◆ **What is expected**: The tail of the records, from the line containing "Where in the photo above can the orange" through the final line, should be printed exactly and on its own.

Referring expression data
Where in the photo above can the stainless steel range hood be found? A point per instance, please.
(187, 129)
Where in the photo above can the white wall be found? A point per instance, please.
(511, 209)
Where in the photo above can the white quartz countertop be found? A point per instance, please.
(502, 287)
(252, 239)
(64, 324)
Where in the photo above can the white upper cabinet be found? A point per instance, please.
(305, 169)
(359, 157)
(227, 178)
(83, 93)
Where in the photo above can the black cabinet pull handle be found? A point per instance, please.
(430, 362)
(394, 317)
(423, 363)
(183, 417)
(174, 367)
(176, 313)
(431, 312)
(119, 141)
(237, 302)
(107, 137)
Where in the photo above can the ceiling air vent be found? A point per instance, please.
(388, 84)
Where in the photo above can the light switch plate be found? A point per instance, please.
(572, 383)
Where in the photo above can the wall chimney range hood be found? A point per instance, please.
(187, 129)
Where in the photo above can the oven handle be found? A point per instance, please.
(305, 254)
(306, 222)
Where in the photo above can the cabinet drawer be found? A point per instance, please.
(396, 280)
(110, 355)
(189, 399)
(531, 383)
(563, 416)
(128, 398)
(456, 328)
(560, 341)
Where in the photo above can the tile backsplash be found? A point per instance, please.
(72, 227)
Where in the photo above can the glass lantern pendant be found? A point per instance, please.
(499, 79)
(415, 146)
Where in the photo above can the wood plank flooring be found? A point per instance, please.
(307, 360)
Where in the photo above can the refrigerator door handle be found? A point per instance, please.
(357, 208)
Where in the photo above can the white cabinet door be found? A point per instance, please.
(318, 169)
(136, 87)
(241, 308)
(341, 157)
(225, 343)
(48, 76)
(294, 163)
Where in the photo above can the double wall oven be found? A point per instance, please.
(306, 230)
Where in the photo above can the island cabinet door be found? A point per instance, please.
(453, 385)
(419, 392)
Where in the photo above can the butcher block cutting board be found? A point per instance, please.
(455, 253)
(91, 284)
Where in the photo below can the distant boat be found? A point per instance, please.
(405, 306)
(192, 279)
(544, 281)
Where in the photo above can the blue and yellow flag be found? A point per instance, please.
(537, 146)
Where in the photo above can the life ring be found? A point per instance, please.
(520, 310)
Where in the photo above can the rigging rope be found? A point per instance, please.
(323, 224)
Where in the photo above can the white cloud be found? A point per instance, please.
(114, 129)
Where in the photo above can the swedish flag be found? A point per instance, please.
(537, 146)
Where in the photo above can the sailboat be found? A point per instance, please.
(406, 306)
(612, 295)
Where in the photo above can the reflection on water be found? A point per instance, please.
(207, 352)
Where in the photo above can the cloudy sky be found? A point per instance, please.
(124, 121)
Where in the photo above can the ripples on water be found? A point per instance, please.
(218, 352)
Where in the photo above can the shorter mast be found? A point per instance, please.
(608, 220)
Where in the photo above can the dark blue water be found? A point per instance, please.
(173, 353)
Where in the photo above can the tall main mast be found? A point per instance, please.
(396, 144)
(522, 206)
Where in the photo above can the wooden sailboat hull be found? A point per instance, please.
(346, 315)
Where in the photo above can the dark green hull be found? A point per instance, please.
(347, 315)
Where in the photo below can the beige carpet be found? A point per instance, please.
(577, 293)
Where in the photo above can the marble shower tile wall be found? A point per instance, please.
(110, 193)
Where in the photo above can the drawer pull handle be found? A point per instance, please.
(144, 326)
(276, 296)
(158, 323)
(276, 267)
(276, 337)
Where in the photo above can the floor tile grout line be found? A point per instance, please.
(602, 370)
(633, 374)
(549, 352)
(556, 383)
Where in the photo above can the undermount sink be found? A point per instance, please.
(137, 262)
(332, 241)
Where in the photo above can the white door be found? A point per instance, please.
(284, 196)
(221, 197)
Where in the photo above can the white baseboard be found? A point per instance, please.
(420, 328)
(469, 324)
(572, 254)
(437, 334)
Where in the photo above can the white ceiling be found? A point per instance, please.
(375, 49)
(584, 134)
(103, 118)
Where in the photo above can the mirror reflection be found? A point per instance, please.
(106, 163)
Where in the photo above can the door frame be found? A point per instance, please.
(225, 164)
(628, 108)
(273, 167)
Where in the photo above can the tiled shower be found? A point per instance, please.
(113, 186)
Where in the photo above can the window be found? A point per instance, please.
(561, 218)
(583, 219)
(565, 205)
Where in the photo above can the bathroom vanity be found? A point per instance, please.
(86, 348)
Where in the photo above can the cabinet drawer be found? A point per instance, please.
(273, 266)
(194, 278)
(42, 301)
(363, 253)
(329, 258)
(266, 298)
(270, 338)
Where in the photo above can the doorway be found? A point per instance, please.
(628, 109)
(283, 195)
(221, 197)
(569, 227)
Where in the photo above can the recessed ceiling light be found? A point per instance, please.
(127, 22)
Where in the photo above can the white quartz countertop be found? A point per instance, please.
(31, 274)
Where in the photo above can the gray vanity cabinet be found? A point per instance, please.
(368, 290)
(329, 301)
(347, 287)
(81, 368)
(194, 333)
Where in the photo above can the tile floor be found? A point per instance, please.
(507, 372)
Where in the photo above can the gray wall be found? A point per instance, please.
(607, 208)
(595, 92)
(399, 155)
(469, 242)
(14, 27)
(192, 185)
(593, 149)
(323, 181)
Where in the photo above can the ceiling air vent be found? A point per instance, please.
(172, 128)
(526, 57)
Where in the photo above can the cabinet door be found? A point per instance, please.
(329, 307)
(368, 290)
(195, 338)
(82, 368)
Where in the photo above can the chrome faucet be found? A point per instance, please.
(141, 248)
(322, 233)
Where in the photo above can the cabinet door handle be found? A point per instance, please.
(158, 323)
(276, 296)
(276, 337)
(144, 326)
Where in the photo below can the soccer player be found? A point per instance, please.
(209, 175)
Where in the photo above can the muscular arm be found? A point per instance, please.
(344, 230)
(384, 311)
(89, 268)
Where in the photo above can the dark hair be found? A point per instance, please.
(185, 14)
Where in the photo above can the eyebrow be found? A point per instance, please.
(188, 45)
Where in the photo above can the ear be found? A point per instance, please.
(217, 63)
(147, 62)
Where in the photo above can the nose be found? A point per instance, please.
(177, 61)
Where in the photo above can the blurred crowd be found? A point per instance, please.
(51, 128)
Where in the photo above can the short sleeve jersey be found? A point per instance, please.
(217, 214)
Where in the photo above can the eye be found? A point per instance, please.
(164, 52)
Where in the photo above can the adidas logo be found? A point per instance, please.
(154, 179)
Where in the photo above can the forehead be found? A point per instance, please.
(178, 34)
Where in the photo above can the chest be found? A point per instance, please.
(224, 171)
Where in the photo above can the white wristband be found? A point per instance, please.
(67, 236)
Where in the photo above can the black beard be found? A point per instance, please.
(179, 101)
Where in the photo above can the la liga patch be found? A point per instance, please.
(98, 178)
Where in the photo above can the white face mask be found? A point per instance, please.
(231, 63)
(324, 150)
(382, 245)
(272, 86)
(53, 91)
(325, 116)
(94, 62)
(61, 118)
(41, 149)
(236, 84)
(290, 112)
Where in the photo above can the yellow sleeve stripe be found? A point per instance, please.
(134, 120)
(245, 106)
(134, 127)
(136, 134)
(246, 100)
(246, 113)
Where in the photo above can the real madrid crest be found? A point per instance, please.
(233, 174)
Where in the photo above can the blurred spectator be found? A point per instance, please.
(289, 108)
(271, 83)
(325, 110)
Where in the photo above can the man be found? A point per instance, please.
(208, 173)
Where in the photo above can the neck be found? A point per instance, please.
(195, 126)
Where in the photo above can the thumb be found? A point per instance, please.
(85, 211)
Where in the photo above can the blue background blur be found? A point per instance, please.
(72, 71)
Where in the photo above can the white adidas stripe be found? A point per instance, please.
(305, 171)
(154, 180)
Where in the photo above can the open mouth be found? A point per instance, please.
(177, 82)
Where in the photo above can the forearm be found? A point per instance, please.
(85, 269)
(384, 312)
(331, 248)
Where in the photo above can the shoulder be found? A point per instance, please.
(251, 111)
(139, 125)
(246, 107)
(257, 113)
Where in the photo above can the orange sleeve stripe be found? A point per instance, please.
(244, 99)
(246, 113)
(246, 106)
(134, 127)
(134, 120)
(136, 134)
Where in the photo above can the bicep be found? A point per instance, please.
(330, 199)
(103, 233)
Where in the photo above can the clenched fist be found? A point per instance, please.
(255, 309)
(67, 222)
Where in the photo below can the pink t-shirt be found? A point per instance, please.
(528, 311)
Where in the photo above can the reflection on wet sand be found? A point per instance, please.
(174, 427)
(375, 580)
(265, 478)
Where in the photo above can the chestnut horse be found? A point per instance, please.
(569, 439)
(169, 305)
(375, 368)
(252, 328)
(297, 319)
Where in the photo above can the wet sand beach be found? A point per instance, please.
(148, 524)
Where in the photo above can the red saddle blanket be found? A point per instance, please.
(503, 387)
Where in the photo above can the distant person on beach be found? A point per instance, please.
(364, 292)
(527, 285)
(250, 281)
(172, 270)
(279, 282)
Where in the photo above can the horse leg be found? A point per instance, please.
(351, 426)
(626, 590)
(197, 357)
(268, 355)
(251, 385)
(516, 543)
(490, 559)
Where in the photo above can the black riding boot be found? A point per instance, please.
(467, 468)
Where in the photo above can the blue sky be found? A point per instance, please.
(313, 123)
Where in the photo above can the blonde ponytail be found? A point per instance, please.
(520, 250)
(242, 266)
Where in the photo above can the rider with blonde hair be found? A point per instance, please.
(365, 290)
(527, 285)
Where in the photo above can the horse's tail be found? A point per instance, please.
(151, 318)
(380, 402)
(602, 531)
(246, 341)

◆ **Answer to this task**:
Where in the photo above can the orange sleeve stripe be found? A point per instance, please.
(244, 99)
(246, 113)
(246, 106)
(134, 127)
(134, 120)
(136, 134)
Where in the photo above can the bicep be found? A point per instance, please.
(330, 199)
(103, 233)
Where in the photo above can the clenched fist be found? A point per instance, please.
(255, 309)
(67, 222)
Where in the photo below can the pink t-shirt be found? A point per instance, please.
(528, 311)
Where in the photo above can the reflection on wet sand be found? A point per instance, please.
(174, 427)
(375, 580)
(265, 478)
Where in the photo above can the chestnut horse be found? A point per instance, please.
(569, 439)
(169, 305)
(375, 368)
(252, 328)
(297, 319)
Where in the photo above can the wet sand beach be found? A point per instance, please.
(148, 524)
Where in the photo above can the red saddle blanket be found? A point per instance, please.
(503, 387)
Where in the photo above can the distant person on beach be found? A point per instance, please.
(364, 292)
(527, 285)
(250, 281)
(172, 270)
(279, 282)
Where in the photo above can the horse leg be found? A point per instance, please.
(351, 426)
(626, 590)
(197, 357)
(268, 355)
(251, 385)
(516, 543)
(490, 559)
Where in the photo above can the black riding boot be found? A point per instance, please.
(467, 468)
Where in the photo above can the blue sky be found? A point per instance, please.
(313, 123)
Where in the photo above can the blonde ponytail be found? A point per instance, please.
(520, 250)
(242, 266)
Where in the photo above can the rider with blonde hair be found? A point per instance, please.
(365, 290)
(527, 285)
Where in the photo above can the horse's tail be found? A point per instance, please.
(151, 318)
(380, 402)
(602, 531)
(246, 341)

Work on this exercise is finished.